(Items listed in a dataset)

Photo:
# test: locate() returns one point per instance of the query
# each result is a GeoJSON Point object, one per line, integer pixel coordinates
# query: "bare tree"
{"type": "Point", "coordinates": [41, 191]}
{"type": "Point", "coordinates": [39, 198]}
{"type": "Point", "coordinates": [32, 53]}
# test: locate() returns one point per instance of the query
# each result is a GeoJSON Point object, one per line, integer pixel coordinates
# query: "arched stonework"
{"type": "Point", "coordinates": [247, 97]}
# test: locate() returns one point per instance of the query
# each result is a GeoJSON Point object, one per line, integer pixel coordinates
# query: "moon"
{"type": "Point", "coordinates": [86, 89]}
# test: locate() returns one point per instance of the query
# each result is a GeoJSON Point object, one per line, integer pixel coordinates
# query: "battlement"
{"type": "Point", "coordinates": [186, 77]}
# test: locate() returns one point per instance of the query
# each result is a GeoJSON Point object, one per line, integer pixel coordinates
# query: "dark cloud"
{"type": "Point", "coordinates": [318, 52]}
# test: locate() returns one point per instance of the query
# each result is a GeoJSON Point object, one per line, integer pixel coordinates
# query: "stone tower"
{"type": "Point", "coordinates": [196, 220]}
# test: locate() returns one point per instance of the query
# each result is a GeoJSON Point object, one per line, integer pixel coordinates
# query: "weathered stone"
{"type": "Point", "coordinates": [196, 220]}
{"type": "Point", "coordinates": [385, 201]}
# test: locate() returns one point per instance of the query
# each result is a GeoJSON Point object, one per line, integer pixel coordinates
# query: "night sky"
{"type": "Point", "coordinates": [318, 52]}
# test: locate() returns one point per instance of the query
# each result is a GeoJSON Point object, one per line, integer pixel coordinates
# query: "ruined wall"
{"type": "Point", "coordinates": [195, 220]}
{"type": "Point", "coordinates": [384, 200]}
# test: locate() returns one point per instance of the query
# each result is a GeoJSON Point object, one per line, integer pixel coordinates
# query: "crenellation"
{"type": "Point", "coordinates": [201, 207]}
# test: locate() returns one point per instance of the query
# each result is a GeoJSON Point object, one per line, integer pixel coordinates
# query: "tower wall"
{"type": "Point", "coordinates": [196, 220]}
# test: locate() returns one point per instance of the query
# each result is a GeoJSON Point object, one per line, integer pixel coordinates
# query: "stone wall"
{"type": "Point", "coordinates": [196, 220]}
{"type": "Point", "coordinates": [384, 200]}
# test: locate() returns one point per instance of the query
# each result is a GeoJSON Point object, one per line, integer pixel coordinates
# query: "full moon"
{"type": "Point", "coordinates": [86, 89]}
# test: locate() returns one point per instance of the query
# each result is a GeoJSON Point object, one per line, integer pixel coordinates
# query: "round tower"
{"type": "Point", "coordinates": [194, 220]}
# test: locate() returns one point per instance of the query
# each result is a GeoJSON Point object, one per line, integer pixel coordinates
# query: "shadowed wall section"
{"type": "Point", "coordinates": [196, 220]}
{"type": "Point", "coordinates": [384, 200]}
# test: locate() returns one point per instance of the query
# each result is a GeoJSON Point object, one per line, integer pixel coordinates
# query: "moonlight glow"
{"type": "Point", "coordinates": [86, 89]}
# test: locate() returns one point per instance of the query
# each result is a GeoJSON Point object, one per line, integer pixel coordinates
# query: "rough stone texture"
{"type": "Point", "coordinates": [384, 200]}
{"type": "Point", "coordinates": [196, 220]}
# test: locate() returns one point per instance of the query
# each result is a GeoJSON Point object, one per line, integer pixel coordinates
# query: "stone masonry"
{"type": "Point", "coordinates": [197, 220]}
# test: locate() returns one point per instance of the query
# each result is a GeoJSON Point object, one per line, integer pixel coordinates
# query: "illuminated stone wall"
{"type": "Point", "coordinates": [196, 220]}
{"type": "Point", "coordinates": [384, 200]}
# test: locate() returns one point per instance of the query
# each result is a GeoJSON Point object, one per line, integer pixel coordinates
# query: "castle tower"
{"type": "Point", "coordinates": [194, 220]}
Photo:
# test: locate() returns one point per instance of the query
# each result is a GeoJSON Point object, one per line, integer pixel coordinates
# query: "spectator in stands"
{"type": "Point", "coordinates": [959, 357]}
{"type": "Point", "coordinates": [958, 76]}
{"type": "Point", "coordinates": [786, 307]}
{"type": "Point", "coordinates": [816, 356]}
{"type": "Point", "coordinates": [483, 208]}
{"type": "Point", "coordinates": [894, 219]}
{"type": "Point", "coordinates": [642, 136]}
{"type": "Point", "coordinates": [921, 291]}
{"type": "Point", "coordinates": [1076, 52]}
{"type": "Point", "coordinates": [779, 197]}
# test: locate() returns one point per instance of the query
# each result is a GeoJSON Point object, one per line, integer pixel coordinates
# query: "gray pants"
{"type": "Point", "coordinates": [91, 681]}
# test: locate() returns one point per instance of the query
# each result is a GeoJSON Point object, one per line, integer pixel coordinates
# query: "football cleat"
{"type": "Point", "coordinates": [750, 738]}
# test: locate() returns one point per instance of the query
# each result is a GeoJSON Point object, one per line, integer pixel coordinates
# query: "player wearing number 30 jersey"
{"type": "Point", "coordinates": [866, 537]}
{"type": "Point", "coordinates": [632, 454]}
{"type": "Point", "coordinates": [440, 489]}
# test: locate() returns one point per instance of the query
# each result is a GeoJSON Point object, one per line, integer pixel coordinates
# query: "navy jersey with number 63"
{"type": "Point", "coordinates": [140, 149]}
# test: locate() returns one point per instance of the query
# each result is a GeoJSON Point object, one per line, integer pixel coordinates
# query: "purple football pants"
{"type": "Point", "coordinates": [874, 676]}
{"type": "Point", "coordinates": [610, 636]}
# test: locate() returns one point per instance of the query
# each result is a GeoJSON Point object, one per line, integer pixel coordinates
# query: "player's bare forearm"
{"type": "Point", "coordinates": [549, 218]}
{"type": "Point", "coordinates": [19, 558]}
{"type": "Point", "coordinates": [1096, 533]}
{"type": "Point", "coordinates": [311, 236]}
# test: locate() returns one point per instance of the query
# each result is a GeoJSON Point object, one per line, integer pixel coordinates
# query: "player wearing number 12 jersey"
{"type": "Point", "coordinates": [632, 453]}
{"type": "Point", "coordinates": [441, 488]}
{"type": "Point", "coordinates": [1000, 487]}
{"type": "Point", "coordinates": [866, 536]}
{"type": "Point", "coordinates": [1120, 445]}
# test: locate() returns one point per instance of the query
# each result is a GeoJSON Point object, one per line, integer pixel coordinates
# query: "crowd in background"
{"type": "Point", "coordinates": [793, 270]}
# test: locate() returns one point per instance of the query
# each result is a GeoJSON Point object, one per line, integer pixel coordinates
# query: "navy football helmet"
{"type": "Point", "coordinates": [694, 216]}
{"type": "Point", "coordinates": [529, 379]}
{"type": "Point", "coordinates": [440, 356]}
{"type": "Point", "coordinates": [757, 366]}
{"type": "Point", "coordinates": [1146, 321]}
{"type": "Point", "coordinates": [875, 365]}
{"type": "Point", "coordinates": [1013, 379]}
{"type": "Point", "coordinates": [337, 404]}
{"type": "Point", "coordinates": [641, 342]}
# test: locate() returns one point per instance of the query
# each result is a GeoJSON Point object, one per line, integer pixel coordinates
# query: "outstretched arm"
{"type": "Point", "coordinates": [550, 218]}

What is required: Print out every record again, exactly and in full.

Result of this task:
Photo:
# test: locate() returns one point per instance of the query
# each result is a GeoJSON Point object, one per line, integer pixel coordinates
# query: "bare tree"
{"type": "Point", "coordinates": [41, 191]}
{"type": "Point", "coordinates": [39, 198]}
{"type": "Point", "coordinates": [32, 53]}
# test: locate() returns one point per instance of the query
# each result is a GeoJSON Point object, one per line, integer pixel coordinates
# query: "arched stonework"
{"type": "Point", "coordinates": [247, 97]}
# test: locate() returns one point per instance of the query
# each result is a GeoJSON Point object, one per line, integer pixel coordinates
# query: "moon"
{"type": "Point", "coordinates": [86, 89]}
# test: locate() returns one point per instance of the query
# each result is a GeoJSON Point object, one per line, integer pixel coordinates
# query: "battlement"
{"type": "Point", "coordinates": [186, 77]}
# test: locate() returns one point per instance of the query
# each result is a GeoJSON Point object, one per line, integer pixel coordinates
# query: "dark cloud"
{"type": "Point", "coordinates": [318, 52]}
# test: locate() returns one point per instance of the query
# each result is a GeoJSON Point object, one per line, integer pixel coordinates
# query: "stone tower"
{"type": "Point", "coordinates": [196, 220]}
# test: locate() returns one point per instance of the query
# each result is a GeoJSON Point object, one per line, integer pixel coordinates
# query: "weathered stone"
{"type": "Point", "coordinates": [196, 220]}
{"type": "Point", "coordinates": [385, 201]}
# test: locate() returns one point per instance of the query
# each result is a GeoJSON Point object, one per line, integer pixel coordinates
# query: "night sky"
{"type": "Point", "coordinates": [318, 52]}
# test: locate() returns one point per instance of the query
# each result is a GeoJSON Point object, one per line, integer pixel coordinates
# query: "ruined wall"
{"type": "Point", "coordinates": [195, 220]}
{"type": "Point", "coordinates": [384, 200]}
# test: locate() returns one point per instance of the query
# each result is a GeoJSON Point object, one per line, integer pixel coordinates
# query: "crenellation"
{"type": "Point", "coordinates": [201, 207]}
# test: locate() returns one point per instance of the query
# each result is a GeoJSON Point object, one per line, integer pixel coordinates
# query: "tower wall"
{"type": "Point", "coordinates": [196, 220]}
# test: locate() returns one point per instance of the query
# each result is a GeoJSON Point object, one per line, integer pixel coordinates
# query: "stone wall"
{"type": "Point", "coordinates": [196, 220]}
{"type": "Point", "coordinates": [384, 200]}
# test: locate() returns one point per instance of the query
# each result is a GeoJSON Point object, one per line, integer pixel coordinates
# query: "full moon"
{"type": "Point", "coordinates": [86, 89]}
# test: locate() returns one point per instance of the query
# each result is a GeoJSON Point object, one per line, integer pixel coordinates
# query: "round tower"
{"type": "Point", "coordinates": [194, 220]}
# test: locate() returns one point per instance of the query
# each result is a GeoJSON Point object, one per line, integer pixel coordinates
# query: "shadowed wall section"
{"type": "Point", "coordinates": [196, 220]}
{"type": "Point", "coordinates": [384, 200]}
# test: locate() returns one point per instance of the query
# each result is a GeoJSON Point object, one per line, integer pixel coordinates
# query: "moonlight glow"
{"type": "Point", "coordinates": [86, 89]}
# test: locate() returns one point per instance of the query
# each result is a GeoJSON Point object, one per line, integer pixel coordinates
# query: "rough stone texture"
{"type": "Point", "coordinates": [384, 200]}
{"type": "Point", "coordinates": [196, 220]}
# test: locate() returns one point per instance of the query
# each result is a GeoJSON Point object, one per line, integer pixel coordinates
# query: "stone masonry"
{"type": "Point", "coordinates": [197, 220]}
# test: locate() returns one point per instance of the query
# each result is a GeoJSON Point object, one per line, integer pixel coordinates
# query: "illuminated stone wall"
{"type": "Point", "coordinates": [196, 220]}
{"type": "Point", "coordinates": [384, 200]}
# test: locate() returns one point per instance of the query
# each result is a GeoJSON Point object, one per line, integer pixel coordinates
# query: "castle tower"
{"type": "Point", "coordinates": [194, 220]}
Photo:
# test: locate() returns one point per instance of the query
# each result is a GeoJSON Point object, one per line, integer pixel coordinates
# query: "spectator in stands"
{"type": "Point", "coordinates": [959, 357]}
{"type": "Point", "coordinates": [958, 76]}
{"type": "Point", "coordinates": [786, 307]}
{"type": "Point", "coordinates": [816, 356]}
{"type": "Point", "coordinates": [483, 208]}
{"type": "Point", "coordinates": [894, 219]}
{"type": "Point", "coordinates": [642, 136]}
{"type": "Point", "coordinates": [921, 291]}
{"type": "Point", "coordinates": [1076, 52]}
{"type": "Point", "coordinates": [779, 197]}
# test: locate() returns one point per instance of the query
# each result is a GeoJSON Point object, one per line, integer pixel coordinates
# query: "gray pants"
{"type": "Point", "coordinates": [91, 681]}
# test: locate() returns one point per instance of the query
# each result is a GeoJSON Point object, one per line, integer pixel coordinates
# query: "football cleat"
{"type": "Point", "coordinates": [750, 738]}
# test: locate() returns one point per instance of the query
# each result is a GeoJSON Point object, one per line, integer pixel coordinates
# query: "player wearing number 30 jersey"
{"type": "Point", "coordinates": [866, 537]}
{"type": "Point", "coordinates": [632, 454]}
{"type": "Point", "coordinates": [440, 489]}
# test: locate() returns one point per instance of the query
# each result is a GeoJSON Point object, one per line, integer pixel coordinates
# query: "navy jersey with number 63"
{"type": "Point", "coordinates": [140, 149]}
# test: locate() returns one point per instance of the query
# each result is a GeoJSON Point object, one per line, integer pixel coordinates
# query: "purple football pants"
{"type": "Point", "coordinates": [874, 676]}
{"type": "Point", "coordinates": [610, 636]}
# test: locate() returns one point per instance of the query
# each result is a GeoJSON Point object, one per line, integer pixel coordinates
# query: "player's bare forearm"
{"type": "Point", "coordinates": [549, 218]}
{"type": "Point", "coordinates": [19, 558]}
{"type": "Point", "coordinates": [1096, 533]}
{"type": "Point", "coordinates": [311, 236]}
# test: locate() returns one point per instance of the query
# each result is a GeoJSON Point object, one per line, integer pixel coordinates
# query: "player wearing number 12 jersey"
{"type": "Point", "coordinates": [632, 453]}
{"type": "Point", "coordinates": [441, 488]}
{"type": "Point", "coordinates": [1000, 487]}
{"type": "Point", "coordinates": [866, 536]}
{"type": "Point", "coordinates": [1120, 445]}
# test: locate() returns one point per instance of the query
# each result is a GeoJSON Point object, one per line, integer pixel coordinates
# query: "crowd in background"
{"type": "Point", "coordinates": [793, 270]}
# test: locate() returns one point per instance of the query
# each result is a GeoJSON Point object, one per line, integer pixel coordinates
# query: "navy football helmet"
{"type": "Point", "coordinates": [694, 216]}
{"type": "Point", "coordinates": [529, 379]}
{"type": "Point", "coordinates": [440, 356]}
{"type": "Point", "coordinates": [757, 366]}
{"type": "Point", "coordinates": [1146, 321]}
{"type": "Point", "coordinates": [875, 365]}
{"type": "Point", "coordinates": [1013, 379]}
{"type": "Point", "coordinates": [337, 404]}
{"type": "Point", "coordinates": [641, 342]}
# test: locate() returns one point per instance of the query
# each result is a GeoJSON Point object, one per line, integer pixel coordinates
# query: "outstretched arm"
{"type": "Point", "coordinates": [550, 218]}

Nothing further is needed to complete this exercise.